[Source text]
A set in our model that is a well-order. Internal well-orders are exactly external well-orders, so we externalise the definition for convenience.

Equations

• ConNF.InternalWellOrder hβ hγ hδ r = IsWellOrder (↑(ConNF.ExternalRel hβ hγ hδ r).field) (InvImage (ConNF.ExternalRel hβ hγ hδ r) Subtype.val)

def ConNF.InternallyWellOrdered [Params] {α β γ δ : Λ} (hβ : ↑β < ↑α) (hγ : ↑γ < ↑β) (hδ : ↑δ < ↑γ) (x : TSet ↑γ) : Prop

Equations

• ConNF.InternallyWellOrdered hβ hγ hδ x = ({y : ConNF.TSet ↑δ | y ∈[hδ] x}.Subsingleton ∨ ∃ (r : ConNF.TSet ↑α), ConNF.InternalWellOrder hβ hγ hδ r ∧ x = ConNF.field hβ hγ hδ r)

@[simp]

theorem ConNF.externalRel_smul [Params] {α β γ δ : Λ} (hβ : ↑β < ↑α) (hγ : ↑γ < ↑β) (hδ : ↑δ < ↑γ) (r : TSet ↑α) (ρ : AllPerm ↑α) : ExternalRel hβ hγ hδ (ρ • r) = InvImage (ExternalRel hβ hγ hδ r) fun (x : TSet ↑δ) => (ρ ↘ hβ ↘ hγ ↘ hδ)⁻¹ • x

theorem ConNF.apply_eq_of_isWellOrder {X : Type u_1} {r : Rel X X} {f : X → X} (hr : IsWellOrder X r) (hf : Function.Bijective f) (hf' : ∀ (x y : X), r x y ↔ r (f x) (f y)) (x : X) : f x = x

Well-orders are rigid.

[Stored records]

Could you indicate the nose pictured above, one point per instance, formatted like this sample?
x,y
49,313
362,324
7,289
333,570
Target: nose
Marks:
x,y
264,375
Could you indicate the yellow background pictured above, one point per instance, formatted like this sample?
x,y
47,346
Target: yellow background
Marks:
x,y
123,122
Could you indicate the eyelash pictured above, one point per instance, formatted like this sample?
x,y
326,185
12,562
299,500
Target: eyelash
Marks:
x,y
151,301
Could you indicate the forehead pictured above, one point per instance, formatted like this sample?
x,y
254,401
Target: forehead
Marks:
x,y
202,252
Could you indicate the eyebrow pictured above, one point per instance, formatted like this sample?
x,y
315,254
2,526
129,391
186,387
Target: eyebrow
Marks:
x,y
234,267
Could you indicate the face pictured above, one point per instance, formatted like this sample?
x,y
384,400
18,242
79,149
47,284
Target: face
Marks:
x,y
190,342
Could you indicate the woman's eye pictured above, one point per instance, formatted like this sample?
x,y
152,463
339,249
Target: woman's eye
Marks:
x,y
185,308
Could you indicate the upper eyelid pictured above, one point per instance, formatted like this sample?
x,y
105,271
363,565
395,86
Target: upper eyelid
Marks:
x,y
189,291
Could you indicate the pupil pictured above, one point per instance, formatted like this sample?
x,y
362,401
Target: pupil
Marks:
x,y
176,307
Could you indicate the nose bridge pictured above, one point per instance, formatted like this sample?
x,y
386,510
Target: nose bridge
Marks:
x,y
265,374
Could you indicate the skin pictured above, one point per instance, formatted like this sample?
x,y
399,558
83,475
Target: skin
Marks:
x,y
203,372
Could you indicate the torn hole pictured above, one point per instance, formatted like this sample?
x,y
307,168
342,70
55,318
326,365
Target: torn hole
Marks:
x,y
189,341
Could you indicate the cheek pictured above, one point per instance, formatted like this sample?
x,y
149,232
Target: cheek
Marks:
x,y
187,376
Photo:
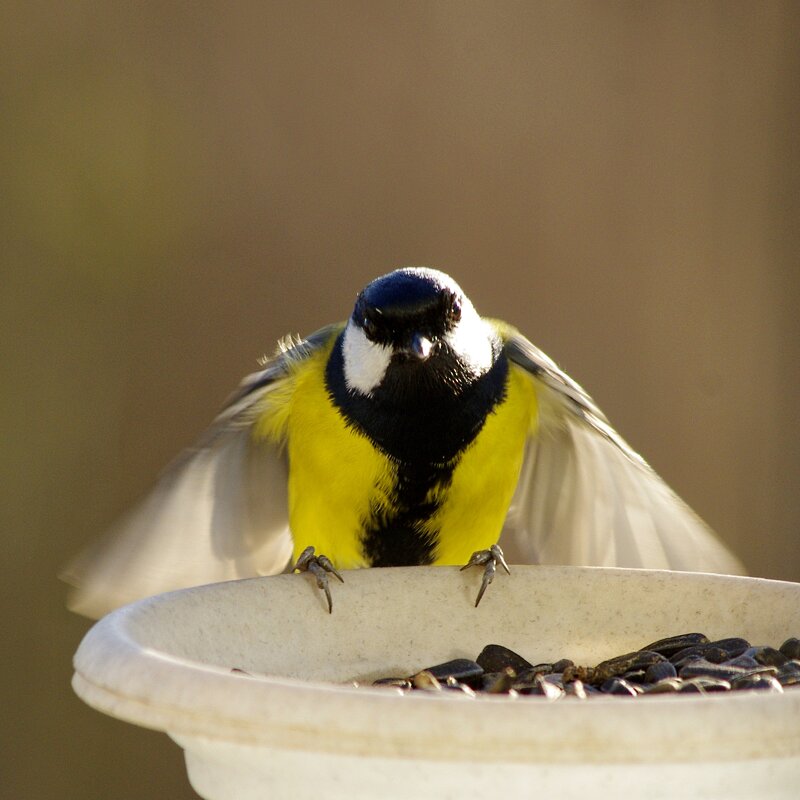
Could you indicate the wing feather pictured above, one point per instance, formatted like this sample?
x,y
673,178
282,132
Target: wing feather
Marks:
x,y
218,512
585,497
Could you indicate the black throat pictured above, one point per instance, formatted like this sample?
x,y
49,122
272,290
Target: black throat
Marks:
x,y
423,415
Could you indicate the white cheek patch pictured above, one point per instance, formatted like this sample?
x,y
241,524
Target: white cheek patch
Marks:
x,y
365,363
471,340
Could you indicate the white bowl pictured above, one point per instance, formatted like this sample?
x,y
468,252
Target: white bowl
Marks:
x,y
295,728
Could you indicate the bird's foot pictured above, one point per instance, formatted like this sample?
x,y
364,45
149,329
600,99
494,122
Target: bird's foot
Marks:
x,y
488,559
320,567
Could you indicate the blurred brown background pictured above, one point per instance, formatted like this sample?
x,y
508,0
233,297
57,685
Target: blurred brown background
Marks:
x,y
184,183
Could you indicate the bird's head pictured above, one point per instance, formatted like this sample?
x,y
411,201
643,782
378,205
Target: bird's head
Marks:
x,y
415,324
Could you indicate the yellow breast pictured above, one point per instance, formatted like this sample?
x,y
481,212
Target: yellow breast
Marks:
x,y
337,477
474,508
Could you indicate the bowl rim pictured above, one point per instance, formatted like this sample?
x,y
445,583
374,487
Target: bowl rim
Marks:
x,y
115,674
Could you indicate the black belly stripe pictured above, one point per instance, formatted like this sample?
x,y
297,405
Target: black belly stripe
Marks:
x,y
423,425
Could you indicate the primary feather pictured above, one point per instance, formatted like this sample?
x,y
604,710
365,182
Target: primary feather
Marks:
x,y
220,511
585,497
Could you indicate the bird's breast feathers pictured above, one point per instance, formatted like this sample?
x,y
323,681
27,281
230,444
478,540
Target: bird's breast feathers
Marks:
x,y
362,506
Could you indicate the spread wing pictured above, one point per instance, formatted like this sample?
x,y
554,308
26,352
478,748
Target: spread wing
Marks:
x,y
585,497
218,512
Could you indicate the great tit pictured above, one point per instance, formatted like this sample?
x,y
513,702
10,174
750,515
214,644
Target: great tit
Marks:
x,y
415,433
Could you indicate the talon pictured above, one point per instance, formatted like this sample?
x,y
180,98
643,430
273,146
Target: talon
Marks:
x,y
488,559
320,567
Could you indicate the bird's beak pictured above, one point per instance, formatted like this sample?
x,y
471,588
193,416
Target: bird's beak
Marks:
x,y
419,347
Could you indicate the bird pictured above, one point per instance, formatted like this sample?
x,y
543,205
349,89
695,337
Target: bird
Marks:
x,y
414,433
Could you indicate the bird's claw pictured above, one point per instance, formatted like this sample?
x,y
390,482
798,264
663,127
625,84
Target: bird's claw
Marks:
x,y
488,559
320,567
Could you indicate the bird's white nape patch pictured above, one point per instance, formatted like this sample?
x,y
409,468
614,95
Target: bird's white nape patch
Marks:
x,y
471,340
365,362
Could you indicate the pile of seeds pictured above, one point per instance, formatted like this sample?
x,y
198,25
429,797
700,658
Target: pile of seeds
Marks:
x,y
685,663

[What to do]
A - In the well-order definitions, copy the passage starting at "def ConNF.InternallyWellOrdered [Params]" and ending at "ConNF.field hβ hγ hδ r)", swapping "Subsingleton" for "Nontrivial".
B - What does the last line of the well-order definitions say about well-orders?

[Answers below]
A -
def ConNF.InternallyWellOrdered [Params] {α β γ δ : Λ} (hβ : ↑β < ↑α) (hγ : ↑γ < ↑β) (hδ : ↑δ < ↑γ) (x : TSet ↑γ) : Prop

Equations

• ConNF.InternallyWellOrdered hβ hγ hδ x = ({y : ConNF.TSet ↑δ | y ∈[hδ] x}.Nontrivial ∨ ∃ (r : ConNF.TSet ↑α), ConNF.InternalWellOrder hβ hγ hδ r ∧ x = ConNF.field hβ hγ hδ r)

B - Well-orders are rigid.